Passage for review:
Metabolic map of the areca alkaloid arecoline constructed from metabolomic studies in mice with arecoline, arecaidine, and the arecoline principal metabolite arecoline 1-oxide. The metabolites of arecoline [I] depicted are arecoline 1-oxide [II], arecaidine [III], arecoline N-acetylcysteine conjugate [IV], N-methylnipecotic acid 1-oxide methyl ester [V], the aldehyde metabolite of arecoline [VI], arecoline 1-oxide N-acetylcysteine conjugate [VII], arecaidine 1-oxide [VIII], arecaidine N-acetylcysteine conjugate [IX], arecaidine glycerol conjugate [X], arecaidine glycine conjugate [XI], N-methylnipecotic acid [XII], N-methylnipecotic acid glycine conjugate [XIII], the 4-methylthiol of arecoline 1-oxide [XIV], and the 4-thiol of arecoline 1-oxide [XV]. Details of diastereomeric metabolites have been published elsewhere (Giri et al., 2007).

Figure 4

Metabolite identification through metabolomic comparison between unlabeled xenobiotic treatment and stable isotope-labeled xenobiotic treatment. A. Experimental scheme. Samples for LC-MS measurement are collected after dosing animals with unlabeled or stable isotope-labeled xenobiotic. Metabolite identification is conducted after MDA (in most cases, unsupervised PCA) of LC-MS data. B. Scores plot of a proof-of-concept PCA analysis on 24-h mouse urine samples from 400 mg/kg APAP (△) and 400 mg/kg deuterated APAP (▲) treatment. The t[1] and t[2] values represent the scores of each sample in principal components 1 and 2, respectively. LC-MS measurement was conducted using UPLC-QTOFMS (Waters), data processing using Marker-Lynx™ (Waters), and MDA using SIMCA-P+ software (Umetrics). C. Loadings plot of chemical ions in the urine samples from APAP and deuterated APAP treatment. The p[1] and p[2] values represent the contributing weights of each ion to principal components 1 and 2 of PCA model, respectively.

Figure 5

Identification of metabolic pathways through metabolomic comparison among wild-type and genetically-modified mice. A. Experimental scheme. Samples for LC-MS measurement are collected after dosing wild-type, knockout and transgenic mice with vehicle or xenobiotic. Identification of metabolites and analysis of metabolic pathways are conducted after MDA (supervised or unsupervised) of LC-MS data. B. Scores plot of a PCA analysis on 24-h mouse urine samples from vehicle treatment (wild-type: △; Cyp1a2-null: ◇; CYP1A2-humanized:□) and 10 mg/kg PhIP treatment (wild-type:▲ Cyp1a2-null: ◆; CYP1A2-humanized: ■). The t[1], t[2], and t[3] values represent the scores of each sample in principal components 1, 2, 3, respectively. LC-MS measurement was conducted using UPLC-QTOFMS (Waters), data processing using MarkerLynx™ (Waters), and MDA using SIMCA-P+ software (Umetrics). Data are adopted from an PhIP metabolism study (Chen et al., 2007). C. Loadings plot of ions in the urine samples from wild-type, Cyp1a2-null and CYP1A2-humanized mice treated with vehicle and PhIP. The p[1], p[2] and p[3] values represent the contributing weights of each ion to principal components 1, 2, 3 of PCA model, respectively.

Referring expression pointing data:

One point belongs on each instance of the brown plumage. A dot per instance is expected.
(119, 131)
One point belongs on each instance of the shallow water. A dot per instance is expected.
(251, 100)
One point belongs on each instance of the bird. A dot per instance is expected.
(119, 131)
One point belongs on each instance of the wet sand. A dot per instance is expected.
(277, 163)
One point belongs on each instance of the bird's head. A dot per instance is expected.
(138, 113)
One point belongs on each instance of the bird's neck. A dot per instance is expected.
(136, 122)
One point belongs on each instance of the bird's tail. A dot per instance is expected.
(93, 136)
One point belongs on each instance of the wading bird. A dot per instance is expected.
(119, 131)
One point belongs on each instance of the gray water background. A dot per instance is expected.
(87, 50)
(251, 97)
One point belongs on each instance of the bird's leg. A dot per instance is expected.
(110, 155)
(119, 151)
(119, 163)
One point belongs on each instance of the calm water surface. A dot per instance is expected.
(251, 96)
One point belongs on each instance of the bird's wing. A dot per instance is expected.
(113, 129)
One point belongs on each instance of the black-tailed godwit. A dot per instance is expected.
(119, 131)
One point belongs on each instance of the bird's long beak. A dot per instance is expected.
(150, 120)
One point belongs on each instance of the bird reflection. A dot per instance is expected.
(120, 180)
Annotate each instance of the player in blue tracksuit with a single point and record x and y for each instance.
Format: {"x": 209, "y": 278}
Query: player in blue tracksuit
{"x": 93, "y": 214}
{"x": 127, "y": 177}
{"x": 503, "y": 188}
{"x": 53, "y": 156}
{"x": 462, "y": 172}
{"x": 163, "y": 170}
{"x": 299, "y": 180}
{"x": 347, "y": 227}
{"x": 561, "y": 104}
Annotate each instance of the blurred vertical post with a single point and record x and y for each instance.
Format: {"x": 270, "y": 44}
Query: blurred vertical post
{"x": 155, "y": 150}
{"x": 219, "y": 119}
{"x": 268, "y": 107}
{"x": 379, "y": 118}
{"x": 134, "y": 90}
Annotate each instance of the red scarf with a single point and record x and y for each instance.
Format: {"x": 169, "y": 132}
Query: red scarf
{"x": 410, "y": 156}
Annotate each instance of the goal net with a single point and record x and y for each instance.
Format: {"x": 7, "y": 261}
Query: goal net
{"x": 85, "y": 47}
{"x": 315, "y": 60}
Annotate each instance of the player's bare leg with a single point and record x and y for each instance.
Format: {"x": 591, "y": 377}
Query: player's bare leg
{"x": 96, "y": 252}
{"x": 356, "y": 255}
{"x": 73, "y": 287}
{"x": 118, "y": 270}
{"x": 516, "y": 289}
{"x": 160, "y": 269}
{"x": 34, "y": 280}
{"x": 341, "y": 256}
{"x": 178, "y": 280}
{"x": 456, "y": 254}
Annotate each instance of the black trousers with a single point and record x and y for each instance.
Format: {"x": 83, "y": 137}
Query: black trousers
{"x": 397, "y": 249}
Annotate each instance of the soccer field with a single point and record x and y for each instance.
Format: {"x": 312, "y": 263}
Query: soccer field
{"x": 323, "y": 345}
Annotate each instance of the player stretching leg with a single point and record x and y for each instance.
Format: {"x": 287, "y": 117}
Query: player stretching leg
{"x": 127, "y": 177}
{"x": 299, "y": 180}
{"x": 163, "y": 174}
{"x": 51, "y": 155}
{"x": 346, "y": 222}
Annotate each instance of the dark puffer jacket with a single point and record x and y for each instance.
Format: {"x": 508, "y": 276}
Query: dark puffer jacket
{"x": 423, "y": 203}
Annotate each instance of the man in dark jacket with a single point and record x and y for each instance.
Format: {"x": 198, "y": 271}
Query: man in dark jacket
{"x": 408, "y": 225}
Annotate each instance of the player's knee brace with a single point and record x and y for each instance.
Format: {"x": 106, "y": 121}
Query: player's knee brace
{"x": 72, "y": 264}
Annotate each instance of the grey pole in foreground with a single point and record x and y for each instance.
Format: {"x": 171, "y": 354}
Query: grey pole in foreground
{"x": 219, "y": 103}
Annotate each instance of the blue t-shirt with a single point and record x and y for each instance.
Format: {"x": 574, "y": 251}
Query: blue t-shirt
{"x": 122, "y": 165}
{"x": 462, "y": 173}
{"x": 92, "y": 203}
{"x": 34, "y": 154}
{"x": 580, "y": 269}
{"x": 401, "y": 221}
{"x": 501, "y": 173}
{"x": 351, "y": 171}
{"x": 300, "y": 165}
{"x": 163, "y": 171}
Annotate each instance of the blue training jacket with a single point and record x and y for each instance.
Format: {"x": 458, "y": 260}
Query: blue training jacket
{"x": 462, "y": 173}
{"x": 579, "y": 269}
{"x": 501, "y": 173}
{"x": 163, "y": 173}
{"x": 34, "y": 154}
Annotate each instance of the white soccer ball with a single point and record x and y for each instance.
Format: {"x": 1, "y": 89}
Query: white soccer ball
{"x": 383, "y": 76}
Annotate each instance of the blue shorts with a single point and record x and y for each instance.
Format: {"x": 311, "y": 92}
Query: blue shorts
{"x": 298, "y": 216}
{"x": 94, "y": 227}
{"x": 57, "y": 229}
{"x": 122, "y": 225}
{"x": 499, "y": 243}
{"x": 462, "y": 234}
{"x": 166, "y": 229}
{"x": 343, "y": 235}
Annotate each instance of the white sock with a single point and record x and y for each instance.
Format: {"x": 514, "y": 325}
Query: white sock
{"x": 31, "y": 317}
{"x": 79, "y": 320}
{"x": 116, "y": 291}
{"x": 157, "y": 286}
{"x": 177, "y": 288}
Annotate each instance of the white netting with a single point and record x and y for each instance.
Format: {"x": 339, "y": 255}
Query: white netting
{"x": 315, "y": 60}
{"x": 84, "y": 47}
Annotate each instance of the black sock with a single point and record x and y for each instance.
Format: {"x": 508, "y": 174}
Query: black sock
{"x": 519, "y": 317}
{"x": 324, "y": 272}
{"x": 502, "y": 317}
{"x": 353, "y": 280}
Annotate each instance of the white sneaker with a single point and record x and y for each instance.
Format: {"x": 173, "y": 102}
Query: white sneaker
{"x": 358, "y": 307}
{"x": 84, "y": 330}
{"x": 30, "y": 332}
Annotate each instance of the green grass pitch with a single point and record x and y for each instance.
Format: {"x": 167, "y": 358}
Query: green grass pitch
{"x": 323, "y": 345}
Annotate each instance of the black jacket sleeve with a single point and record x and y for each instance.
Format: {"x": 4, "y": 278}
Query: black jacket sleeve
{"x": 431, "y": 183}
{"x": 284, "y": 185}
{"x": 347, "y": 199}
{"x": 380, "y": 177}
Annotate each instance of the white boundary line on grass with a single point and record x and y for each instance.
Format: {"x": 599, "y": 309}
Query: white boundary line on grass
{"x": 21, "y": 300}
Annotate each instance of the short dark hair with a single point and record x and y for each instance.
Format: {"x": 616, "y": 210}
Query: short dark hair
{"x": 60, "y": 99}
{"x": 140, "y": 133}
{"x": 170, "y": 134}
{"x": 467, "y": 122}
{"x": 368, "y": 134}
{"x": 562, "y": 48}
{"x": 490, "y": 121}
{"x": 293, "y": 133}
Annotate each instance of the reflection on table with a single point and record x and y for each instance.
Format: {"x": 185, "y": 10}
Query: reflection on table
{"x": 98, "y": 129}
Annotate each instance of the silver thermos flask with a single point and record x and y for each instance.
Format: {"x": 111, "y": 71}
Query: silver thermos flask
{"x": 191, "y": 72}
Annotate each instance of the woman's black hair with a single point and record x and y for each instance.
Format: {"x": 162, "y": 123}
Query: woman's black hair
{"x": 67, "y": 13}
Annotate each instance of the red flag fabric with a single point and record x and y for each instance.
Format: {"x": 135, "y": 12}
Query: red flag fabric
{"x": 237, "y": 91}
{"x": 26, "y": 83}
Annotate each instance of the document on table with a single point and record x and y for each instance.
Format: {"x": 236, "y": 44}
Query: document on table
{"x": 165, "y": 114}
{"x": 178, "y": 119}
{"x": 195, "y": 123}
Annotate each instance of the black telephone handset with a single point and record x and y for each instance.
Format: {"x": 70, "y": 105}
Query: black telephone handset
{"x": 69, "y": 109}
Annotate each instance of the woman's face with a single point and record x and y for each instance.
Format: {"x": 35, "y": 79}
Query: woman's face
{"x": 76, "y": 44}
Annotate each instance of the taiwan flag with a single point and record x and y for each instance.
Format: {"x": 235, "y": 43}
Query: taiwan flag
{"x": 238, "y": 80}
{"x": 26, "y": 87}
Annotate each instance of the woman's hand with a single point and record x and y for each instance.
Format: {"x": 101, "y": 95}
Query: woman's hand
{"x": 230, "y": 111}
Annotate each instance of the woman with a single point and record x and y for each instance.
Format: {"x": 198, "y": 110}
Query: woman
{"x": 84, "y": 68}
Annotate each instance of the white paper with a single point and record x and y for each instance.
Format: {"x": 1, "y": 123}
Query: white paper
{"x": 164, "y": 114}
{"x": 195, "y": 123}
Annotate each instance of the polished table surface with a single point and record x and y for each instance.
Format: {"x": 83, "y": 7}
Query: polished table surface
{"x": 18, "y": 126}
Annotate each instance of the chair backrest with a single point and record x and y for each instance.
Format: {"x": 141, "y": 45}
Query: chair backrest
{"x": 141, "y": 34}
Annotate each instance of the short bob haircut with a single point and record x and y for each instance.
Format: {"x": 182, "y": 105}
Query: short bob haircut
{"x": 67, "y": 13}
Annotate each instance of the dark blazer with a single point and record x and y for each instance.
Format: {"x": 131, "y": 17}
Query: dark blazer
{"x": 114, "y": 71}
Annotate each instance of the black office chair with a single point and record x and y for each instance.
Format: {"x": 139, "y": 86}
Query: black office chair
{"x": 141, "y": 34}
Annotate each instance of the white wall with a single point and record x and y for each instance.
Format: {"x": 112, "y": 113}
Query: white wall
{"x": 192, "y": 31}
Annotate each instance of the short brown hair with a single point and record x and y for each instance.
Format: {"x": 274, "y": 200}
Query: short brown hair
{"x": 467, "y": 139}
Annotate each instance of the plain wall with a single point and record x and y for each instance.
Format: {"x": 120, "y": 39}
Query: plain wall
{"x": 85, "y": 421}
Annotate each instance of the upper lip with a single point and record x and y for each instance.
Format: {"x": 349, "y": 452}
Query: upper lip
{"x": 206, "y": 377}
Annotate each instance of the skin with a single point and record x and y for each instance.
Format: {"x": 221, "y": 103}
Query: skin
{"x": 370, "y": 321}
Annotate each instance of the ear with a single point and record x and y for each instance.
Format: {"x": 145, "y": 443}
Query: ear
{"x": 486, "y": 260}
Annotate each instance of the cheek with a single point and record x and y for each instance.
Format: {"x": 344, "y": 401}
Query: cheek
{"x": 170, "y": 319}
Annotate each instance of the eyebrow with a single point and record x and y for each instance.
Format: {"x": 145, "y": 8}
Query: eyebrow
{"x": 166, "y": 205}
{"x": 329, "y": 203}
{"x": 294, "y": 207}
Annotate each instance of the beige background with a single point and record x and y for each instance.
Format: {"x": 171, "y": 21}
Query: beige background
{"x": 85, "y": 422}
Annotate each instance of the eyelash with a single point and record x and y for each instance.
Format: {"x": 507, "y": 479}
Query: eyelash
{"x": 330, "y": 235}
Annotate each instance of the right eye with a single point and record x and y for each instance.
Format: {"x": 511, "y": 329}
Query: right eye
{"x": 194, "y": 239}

Task instructions:
• a. Answer these questions from the figure legends, one answer per line, marked the same way:
(i) Which metabolite is labeled [XII] in the arecoline map?
(ii) What dose of APAP was given in the proof-of-concept PCA analysis?
(iii) What dose of PhIP was given to the mice?
• b. Sum up the figure legends in two sentences.
• c. Return the text of the figure legends word for word, starting at "Metabolic map of" and ending at "(Giri et al., 2007).".

Answers provided:
• a.
(i) N-methylnipecotic acid
(ii) 400 mg/kg
(iii) 10 mg/kg

• b. The figure legends present a metabolic map of arecoline built from metabolomic studies in mice, naming metabolites such as arecoline 1-oxide, arecaidine and several conjugates. They also outline two LC-MS approaches: one finds metabolites by comparing unlabeled and stable isotope-labeled xenobiotic treatment, shown with APAP, and the other finds metabolic pathways by comparing wild-type and genetically modified mice, shown with PhIP.

• c.
Metabolic map of the areca alkaloid arecoline constructed from metabolomic studies in mice with arecoline, arecaidine, and the arecoline principal metabolite arecoline 1-oxide. The metabolites of arecoline [I] depicted are arecoline 1-oxide [II], arecaidine [III], arecoline N-acetylcysteine conjugate [IV], N-methylnipecotic acid 1-oxide methyl ester [V], the aldehyde metabolite of arecoline [VI], arecoline 1-oxide N-acetylcysteine conjugate [VII], arecaidine 1-oxide [VIII], arecaidine N-acetylcysteine conjugate [IX], arecaidine glycerol conjugate [X], arecaidine glycine conjugate [XI], N-methylnipecotic acid [XII], N-methylnipecotic acid glycine conjugate [XIII], the 4-methylthiol of arecoline 1-oxide [XIV], and the 4-thiol of arecoline 1-oxide [XV]. Details of diastereomeric metabolites have been published elsewhere (Giri et al., 2007).